▸ Data to examine:

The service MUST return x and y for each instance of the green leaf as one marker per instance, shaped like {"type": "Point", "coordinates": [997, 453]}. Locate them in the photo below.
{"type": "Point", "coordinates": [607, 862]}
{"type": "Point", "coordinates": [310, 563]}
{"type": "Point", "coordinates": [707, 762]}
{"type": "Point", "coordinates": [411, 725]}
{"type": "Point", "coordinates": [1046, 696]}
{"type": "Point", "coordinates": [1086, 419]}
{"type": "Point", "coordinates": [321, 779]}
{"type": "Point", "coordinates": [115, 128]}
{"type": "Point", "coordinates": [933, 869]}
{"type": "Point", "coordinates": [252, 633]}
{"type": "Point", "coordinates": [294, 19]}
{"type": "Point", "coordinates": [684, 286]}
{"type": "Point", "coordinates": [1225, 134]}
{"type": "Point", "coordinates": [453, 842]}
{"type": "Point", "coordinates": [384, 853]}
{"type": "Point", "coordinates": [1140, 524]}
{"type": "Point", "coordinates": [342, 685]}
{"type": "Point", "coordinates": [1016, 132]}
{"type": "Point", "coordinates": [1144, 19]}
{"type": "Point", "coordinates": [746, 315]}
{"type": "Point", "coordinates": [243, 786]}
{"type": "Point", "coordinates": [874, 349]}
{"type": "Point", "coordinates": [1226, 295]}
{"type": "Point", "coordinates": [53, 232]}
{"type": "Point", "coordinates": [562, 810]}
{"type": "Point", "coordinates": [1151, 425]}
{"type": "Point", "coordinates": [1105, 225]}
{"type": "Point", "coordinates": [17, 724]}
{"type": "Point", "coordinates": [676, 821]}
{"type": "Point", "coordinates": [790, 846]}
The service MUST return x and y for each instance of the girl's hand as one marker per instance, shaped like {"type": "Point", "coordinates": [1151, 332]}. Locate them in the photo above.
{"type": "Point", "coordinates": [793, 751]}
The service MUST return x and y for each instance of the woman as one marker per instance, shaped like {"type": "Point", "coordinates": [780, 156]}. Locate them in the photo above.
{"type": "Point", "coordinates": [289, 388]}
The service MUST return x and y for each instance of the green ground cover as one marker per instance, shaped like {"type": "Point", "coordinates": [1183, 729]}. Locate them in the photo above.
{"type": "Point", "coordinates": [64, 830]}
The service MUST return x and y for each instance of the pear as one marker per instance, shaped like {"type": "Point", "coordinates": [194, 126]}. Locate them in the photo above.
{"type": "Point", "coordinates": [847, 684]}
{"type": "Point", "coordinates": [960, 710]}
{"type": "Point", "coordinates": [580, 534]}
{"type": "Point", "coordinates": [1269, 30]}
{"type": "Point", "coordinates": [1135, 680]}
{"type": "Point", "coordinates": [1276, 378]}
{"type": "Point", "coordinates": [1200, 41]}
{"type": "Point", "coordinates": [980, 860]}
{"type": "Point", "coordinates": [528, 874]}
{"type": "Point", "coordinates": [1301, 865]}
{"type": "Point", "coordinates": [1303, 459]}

▸ About this task: Word for word, write out every record in the listing.

▸ The answer:
The service MUST return x and y for each instance of the green leaf as one marker per instance, shaped like {"type": "Point", "coordinates": [997, 453]}. Locate them in the photo below.
{"type": "Point", "coordinates": [607, 862]}
{"type": "Point", "coordinates": [310, 563]}
{"type": "Point", "coordinates": [707, 762]}
{"type": "Point", "coordinates": [411, 725]}
{"type": "Point", "coordinates": [1046, 696]}
{"type": "Point", "coordinates": [1086, 419]}
{"type": "Point", "coordinates": [321, 779]}
{"type": "Point", "coordinates": [115, 128]}
{"type": "Point", "coordinates": [933, 869]}
{"type": "Point", "coordinates": [252, 633]}
{"type": "Point", "coordinates": [294, 19]}
{"type": "Point", "coordinates": [684, 286]}
{"type": "Point", "coordinates": [1225, 134]}
{"type": "Point", "coordinates": [453, 842]}
{"type": "Point", "coordinates": [384, 853]}
{"type": "Point", "coordinates": [1140, 524]}
{"type": "Point", "coordinates": [342, 685]}
{"type": "Point", "coordinates": [1016, 132]}
{"type": "Point", "coordinates": [1144, 19]}
{"type": "Point", "coordinates": [746, 315]}
{"type": "Point", "coordinates": [243, 786]}
{"type": "Point", "coordinates": [874, 349]}
{"type": "Point", "coordinates": [1226, 295]}
{"type": "Point", "coordinates": [53, 232]}
{"type": "Point", "coordinates": [562, 810]}
{"type": "Point", "coordinates": [1151, 425]}
{"type": "Point", "coordinates": [1105, 225]}
{"type": "Point", "coordinates": [17, 724]}
{"type": "Point", "coordinates": [676, 821]}
{"type": "Point", "coordinates": [790, 846]}
The service MUST return x and y for each instance of the girl's hand as one marker per instance, shaped like {"type": "Point", "coordinates": [1151, 332]}. Locate them in the photo above.
{"type": "Point", "coordinates": [793, 751]}
The service MUST return x and y for each instance of the woman as one marker per instance, shaped like {"type": "Point", "coordinates": [780, 156]}. Locate them in the photo above.
{"type": "Point", "coordinates": [289, 388]}
The service MUST return x and y for each instance of the green ground cover as one marker per instance, shaped like {"type": "Point", "coordinates": [1183, 729]}. Locate them in the photo above.
{"type": "Point", "coordinates": [64, 830]}
The service MUST return x and y for each instance of the pear as one marker per instance, shaped like {"type": "Point", "coordinates": [194, 126]}. Locate them in the photo above.
{"type": "Point", "coordinates": [847, 684]}
{"type": "Point", "coordinates": [960, 710]}
{"type": "Point", "coordinates": [580, 534]}
{"type": "Point", "coordinates": [1269, 30]}
{"type": "Point", "coordinates": [1135, 680]}
{"type": "Point", "coordinates": [1276, 378]}
{"type": "Point", "coordinates": [1200, 41]}
{"type": "Point", "coordinates": [980, 860]}
{"type": "Point", "coordinates": [528, 874]}
{"type": "Point", "coordinates": [1301, 865]}
{"type": "Point", "coordinates": [1303, 459]}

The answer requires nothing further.